Culture. Organizations that have a better track record of innovation have cultures that encourage risk taking and reward those who turn ideas into action. People tend to have an ambivalent attitude toward risk because of the chance of failure, not only in financial terms but also in personal ones such as image and reputation. Organizational culture can be viewed as the unwritten rules of an organization, reflecting what is valued and what is so taken for granted that it might never get discussed, let alone questioned.
Innovative organizations experiment. They recognize that not all ideas will turn out to be good ones, and that the financial success of a new idea can’t be determined without trying it out. A specific way this can be encouraged is by overtly examining failures and making them acceptable outcomes that are necessary along the path to success. Once it becomes accepted that some ideas will be better than others, human resource management practices that reward risk-taking and innovation must be implemented. Here, recognition from senior management and peers is often more powerful than financial rewards.
Employee development. Once ideas are formed, they need to be assessed in a way that gives the better ones the support they need. For innovation to truly be part of an organization’s culture, creative people must be in senior positions. Traditional thinking is the greatest barrier to innovation in the same way risk aversion maintains the status quo. Those who are more creative need to be in influential organizational roles; they not only provide good role models for others with innovative ideas but also minimize the negativity of uncreative people who frequently shoot down potentially good ideas at early stages.
Organizations with a culture of innovation recognize that their human resources are critical to their success. Ensuring that leaders have the characteristics necessary for innovation, and that innovative talent is carefully recruited, can occur when an organization understands what makes an effective innovator.
Organizational structure. Organizations with better track records of innovation typically use teams to develop ideas and move them toward something concrete. Successful teams tend to be diverse, contain a certain amount of disagreement, communicate openly, and remain focused on the task at hand. Those who have worked in these types of teams know it isn’t always easy.
The benefits, however, are considerable. Teams that include diverse stakeholders will be equipped with the best possible information upon which to make decisions. Team members also bring with them different personal connections and sources of influence, making it easier to accomplish goals. Most importantly, the regular use of teams signals the importance of collaboration throughout the organization.
An organization’s culture forms gradually, but it can be adjusted through consistently articulating and rewarding the desired assumptions and values. Be patient, however, because the unwritten and unspoken rules of an organization don’t change quickly. Many of the TOP 101 companies display considerable innovation, which will position them well for the future. Creating a culture innovation will be most successful when new ways of addressing stakeholder concerns become an everyday part of everyone’s job. With such uncertainty in major world economies and an imminent shortage of highly qualified personnel, creating a culture of innovation that allows organizations and their members to be successful is more important than ever.

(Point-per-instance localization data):
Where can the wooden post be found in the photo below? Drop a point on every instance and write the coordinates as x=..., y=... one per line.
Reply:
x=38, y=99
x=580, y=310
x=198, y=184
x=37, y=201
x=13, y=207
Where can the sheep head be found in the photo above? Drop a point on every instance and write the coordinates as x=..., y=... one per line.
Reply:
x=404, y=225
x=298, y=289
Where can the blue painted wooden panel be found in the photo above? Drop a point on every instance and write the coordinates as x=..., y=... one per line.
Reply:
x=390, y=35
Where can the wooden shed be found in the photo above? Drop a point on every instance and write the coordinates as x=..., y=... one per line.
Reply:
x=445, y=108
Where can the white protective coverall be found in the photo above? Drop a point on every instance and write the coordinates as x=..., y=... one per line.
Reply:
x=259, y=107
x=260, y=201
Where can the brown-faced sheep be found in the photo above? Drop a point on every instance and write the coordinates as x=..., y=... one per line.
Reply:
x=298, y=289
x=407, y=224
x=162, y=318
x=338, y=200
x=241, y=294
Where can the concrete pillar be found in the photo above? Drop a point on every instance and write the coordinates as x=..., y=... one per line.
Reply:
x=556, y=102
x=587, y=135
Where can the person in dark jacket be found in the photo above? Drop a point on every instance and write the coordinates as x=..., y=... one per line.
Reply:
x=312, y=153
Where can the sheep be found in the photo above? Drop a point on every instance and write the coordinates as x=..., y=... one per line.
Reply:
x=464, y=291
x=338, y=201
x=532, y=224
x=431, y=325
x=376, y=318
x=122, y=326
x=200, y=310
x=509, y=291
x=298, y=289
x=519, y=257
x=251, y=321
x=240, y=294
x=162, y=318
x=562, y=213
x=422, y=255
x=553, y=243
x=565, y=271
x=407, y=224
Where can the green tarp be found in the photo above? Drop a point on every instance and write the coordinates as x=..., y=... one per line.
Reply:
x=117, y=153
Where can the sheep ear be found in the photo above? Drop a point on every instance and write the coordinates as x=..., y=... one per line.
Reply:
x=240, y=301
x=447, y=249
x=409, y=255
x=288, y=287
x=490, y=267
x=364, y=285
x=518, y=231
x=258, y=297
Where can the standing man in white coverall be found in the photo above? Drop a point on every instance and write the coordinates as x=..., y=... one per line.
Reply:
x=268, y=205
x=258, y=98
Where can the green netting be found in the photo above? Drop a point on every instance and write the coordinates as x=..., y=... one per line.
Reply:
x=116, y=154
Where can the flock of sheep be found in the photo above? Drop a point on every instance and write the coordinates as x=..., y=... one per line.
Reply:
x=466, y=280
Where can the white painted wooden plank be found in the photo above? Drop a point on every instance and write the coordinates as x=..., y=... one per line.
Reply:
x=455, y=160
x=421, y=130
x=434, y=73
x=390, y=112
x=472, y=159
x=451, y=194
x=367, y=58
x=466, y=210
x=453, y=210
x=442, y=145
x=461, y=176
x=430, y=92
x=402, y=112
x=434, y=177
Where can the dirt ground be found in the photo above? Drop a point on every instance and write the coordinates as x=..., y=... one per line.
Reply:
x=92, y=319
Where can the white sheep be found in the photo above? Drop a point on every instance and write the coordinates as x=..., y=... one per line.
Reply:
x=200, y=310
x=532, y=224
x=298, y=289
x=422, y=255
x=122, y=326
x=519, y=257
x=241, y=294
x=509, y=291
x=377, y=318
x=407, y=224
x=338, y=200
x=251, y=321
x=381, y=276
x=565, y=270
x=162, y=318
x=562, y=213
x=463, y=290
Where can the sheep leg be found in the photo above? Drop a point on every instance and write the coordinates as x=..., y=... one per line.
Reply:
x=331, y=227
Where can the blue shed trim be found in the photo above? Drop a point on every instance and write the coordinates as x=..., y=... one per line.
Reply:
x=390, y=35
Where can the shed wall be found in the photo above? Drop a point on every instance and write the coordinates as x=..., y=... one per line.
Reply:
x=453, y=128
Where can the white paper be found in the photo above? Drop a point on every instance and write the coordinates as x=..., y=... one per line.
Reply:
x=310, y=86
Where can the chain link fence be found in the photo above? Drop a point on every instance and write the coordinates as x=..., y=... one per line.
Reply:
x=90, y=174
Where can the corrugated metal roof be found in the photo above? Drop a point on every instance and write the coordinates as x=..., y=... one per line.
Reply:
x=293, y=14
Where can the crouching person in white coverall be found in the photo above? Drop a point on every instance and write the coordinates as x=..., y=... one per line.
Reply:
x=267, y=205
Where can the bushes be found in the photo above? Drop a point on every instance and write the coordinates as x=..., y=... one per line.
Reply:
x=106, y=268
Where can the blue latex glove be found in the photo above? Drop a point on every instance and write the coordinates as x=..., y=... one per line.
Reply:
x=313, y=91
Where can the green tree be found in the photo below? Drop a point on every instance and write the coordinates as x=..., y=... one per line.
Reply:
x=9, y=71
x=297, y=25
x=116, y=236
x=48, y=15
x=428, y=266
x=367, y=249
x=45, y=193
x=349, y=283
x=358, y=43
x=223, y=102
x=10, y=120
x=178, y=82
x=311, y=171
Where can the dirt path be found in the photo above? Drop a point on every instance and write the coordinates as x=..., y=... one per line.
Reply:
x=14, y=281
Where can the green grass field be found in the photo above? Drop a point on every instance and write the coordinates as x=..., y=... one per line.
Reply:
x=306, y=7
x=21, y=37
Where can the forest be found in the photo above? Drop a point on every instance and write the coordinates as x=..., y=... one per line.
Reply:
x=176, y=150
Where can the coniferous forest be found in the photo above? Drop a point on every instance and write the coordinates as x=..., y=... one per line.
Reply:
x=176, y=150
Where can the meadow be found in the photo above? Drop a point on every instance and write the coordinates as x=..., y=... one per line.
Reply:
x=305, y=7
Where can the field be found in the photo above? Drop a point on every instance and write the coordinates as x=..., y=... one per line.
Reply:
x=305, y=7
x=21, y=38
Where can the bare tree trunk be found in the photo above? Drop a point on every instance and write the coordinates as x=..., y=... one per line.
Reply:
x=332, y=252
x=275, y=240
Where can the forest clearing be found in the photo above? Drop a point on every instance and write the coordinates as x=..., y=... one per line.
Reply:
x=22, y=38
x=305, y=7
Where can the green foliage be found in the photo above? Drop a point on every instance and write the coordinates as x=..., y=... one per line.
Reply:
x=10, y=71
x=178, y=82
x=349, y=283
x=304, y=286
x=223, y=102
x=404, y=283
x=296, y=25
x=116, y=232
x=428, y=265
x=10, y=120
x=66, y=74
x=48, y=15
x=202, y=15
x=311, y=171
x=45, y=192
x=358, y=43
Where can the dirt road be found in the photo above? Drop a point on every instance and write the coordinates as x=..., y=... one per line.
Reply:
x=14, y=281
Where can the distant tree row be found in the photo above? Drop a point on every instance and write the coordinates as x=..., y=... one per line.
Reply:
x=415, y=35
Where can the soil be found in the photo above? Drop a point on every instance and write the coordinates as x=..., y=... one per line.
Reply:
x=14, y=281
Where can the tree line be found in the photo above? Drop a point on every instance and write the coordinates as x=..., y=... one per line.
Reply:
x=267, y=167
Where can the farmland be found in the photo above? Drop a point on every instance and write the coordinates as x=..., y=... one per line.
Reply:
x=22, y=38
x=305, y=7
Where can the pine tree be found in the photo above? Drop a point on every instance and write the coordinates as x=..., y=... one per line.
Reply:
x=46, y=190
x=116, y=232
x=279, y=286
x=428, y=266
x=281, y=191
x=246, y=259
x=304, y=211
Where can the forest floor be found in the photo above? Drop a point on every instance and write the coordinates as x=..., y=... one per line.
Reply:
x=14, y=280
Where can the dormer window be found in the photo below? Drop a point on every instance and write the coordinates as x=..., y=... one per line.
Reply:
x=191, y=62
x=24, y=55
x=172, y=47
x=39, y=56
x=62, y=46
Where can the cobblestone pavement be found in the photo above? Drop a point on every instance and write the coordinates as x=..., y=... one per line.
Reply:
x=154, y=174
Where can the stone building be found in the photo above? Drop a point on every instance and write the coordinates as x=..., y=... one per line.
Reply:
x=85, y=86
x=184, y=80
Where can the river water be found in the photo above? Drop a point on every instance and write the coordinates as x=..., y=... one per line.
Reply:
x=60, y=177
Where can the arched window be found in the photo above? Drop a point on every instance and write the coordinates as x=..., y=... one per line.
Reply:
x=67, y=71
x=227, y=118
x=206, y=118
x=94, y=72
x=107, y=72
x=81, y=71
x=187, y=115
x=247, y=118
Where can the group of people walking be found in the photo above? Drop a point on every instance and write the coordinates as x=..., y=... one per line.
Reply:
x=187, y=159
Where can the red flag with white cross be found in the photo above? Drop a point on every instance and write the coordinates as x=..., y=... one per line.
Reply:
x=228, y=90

(WHAT THIS TASK INVOLVES):
Please answer from the text on innovation culture: what does it say is often more powerful than financial rewards? This data isn't needed for the exercise.

(RESPONSE):
Recognition from senior management and peers.